Swap each "drop a dot" in the lines below for "place a mark" and reproduce the lines with everything else left as is.
::::
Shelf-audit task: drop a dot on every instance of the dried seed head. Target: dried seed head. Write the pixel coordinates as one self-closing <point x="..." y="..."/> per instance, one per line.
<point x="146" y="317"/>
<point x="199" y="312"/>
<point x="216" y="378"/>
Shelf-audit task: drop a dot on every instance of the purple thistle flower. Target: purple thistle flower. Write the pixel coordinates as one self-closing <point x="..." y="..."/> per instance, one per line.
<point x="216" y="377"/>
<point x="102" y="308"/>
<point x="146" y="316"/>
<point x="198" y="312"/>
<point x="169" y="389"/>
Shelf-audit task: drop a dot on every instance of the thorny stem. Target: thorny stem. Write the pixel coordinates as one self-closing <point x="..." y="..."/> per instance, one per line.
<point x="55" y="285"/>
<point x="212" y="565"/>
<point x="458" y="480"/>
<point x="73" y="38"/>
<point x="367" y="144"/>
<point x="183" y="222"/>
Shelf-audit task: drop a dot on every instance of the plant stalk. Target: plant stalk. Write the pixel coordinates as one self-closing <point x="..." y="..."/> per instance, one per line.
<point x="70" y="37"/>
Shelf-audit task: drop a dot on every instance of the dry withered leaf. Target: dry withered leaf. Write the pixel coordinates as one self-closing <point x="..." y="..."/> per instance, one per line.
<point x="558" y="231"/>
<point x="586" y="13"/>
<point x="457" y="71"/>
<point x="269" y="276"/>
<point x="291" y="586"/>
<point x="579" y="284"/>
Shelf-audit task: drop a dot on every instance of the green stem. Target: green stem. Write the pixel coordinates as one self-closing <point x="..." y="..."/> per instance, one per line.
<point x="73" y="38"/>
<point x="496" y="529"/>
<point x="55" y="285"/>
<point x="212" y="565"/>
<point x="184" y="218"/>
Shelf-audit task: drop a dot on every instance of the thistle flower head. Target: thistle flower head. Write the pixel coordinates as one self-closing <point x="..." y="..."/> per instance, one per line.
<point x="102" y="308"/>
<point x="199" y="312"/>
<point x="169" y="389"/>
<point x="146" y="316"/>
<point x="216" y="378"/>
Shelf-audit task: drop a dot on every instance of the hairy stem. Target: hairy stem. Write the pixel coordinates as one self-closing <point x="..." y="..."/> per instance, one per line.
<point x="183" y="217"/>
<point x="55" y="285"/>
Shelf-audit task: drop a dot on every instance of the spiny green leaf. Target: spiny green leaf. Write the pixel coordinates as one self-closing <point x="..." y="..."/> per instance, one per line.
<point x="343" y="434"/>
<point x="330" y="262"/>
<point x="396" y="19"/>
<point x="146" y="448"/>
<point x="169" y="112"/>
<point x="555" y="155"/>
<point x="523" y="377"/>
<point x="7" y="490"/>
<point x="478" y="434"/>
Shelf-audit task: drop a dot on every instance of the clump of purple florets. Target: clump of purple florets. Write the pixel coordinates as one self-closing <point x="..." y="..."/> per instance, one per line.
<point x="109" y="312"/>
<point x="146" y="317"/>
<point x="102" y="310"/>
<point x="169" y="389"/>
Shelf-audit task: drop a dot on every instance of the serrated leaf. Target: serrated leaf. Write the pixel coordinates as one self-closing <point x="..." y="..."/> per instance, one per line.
::::
**SOLUTION FOR THIS TASK**.
Shelf-audit task: place a mark on every instance of the dried seed head. Target: dried seed head. Write the pixel coordinates as one self-closing <point x="..." y="..."/> per instance, one per line.
<point x="146" y="317"/>
<point x="199" y="312"/>
<point x="216" y="378"/>
Shelf-audit task: place a mark on every instance of the purple thistle flower. Target: purple thistle flower. Write the pixel coordinates as one self-closing <point x="..." y="..."/> per instance, one per line.
<point x="216" y="377"/>
<point x="102" y="308"/>
<point x="146" y="316"/>
<point x="198" y="312"/>
<point x="169" y="389"/>
Shelf-audit task: place a mark on every instance of the thorny stem. Target: thorny stem. Write the pixel coordinates as one self-closing <point x="..." y="..."/> per instance, one per line.
<point x="55" y="285"/>
<point x="212" y="565"/>
<point x="458" y="480"/>
<point x="73" y="38"/>
<point x="367" y="144"/>
<point x="183" y="222"/>
Shelf-audit task: place a mark on every instance of the plant stalk. Target: plant stalk. Write the pixel coordinates as one self-closing <point x="..." y="..."/> per instance, one per line.
<point x="70" y="37"/>
Shelf-audit task: place a mark on every instance of the dry withered leaf. Target: dry withered leaf. Write the pixel coordinates as one self-closing <point x="..." y="..."/> per instance, one per line.
<point x="558" y="231"/>
<point x="586" y="13"/>
<point x="457" y="71"/>
<point x="269" y="276"/>
<point x="291" y="586"/>
<point x="579" y="284"/>
Shelf-audit task: place a mark on every instance of the green stem. Target: green stem. Write the pixel coordinates as one self-closing <point x="..." y="..."/> per instance, one per line.
<point x="73" y="38"/>
<point x="496" y="529"/>
<point x="55" y="285"/>
<point x="212" y="565"/>
<point x="184" y="218"/>
Shelf-audit task: place a mark on every instance of the thistle flower head. Target: thistle flower head. Write the pixel coordinates as one self-closing <point x="..." y="..."/> per instance, one per line.
<point x="102" y="308"/>
<point x="199" y="312"/>
<point x="169" y="389"/>
<point x="146" y="316"/>
<point x="216" y="378"/>
Shelf-audit task: place a mark on every instance of the hairy stem. Target: hairy stem. Write the pixel coordinates as one self-closing <point x="..." y="..."/> per instance, one per line.
<point x="183" y="217"/>
<point x="55" y="285"/>
Shelf-audit task: place a mark on every instance of the spiny green leaf. Target: spiny green leaf. Write the pixel coordinates as one self-closing <point x="..." y="..."/> per instance, one per line.
<point x="343" y="434"/>
<point x="330" y="262"/>
<point x="396" y="19"/>
<point x="146" y="448"/>
<point x="169" y="112"/>
<point x="555" y="155"/>
<point x="523" y="377"/>
<point x="7" y="490"/>
<point x="478" y="434"/>
Shelf-audit task: place a mark on every instance of the clump of purple florets. Target: clump of purple florets. Write the pixel coordinates as one self-closing <point x="..." y="..."/> per instance, one per line.
<point x="109" y="312"/>
<point x="146" y="317"/>
<point x="102" y="310"/>
<point x="169" y="389"/>
Shelf-audit task: place a mark on every instance of the serrated leaf. Target: serrated leaf. Write the pixel coordinates as one self-closing <point x="..." y="..."/> per instance, one per line.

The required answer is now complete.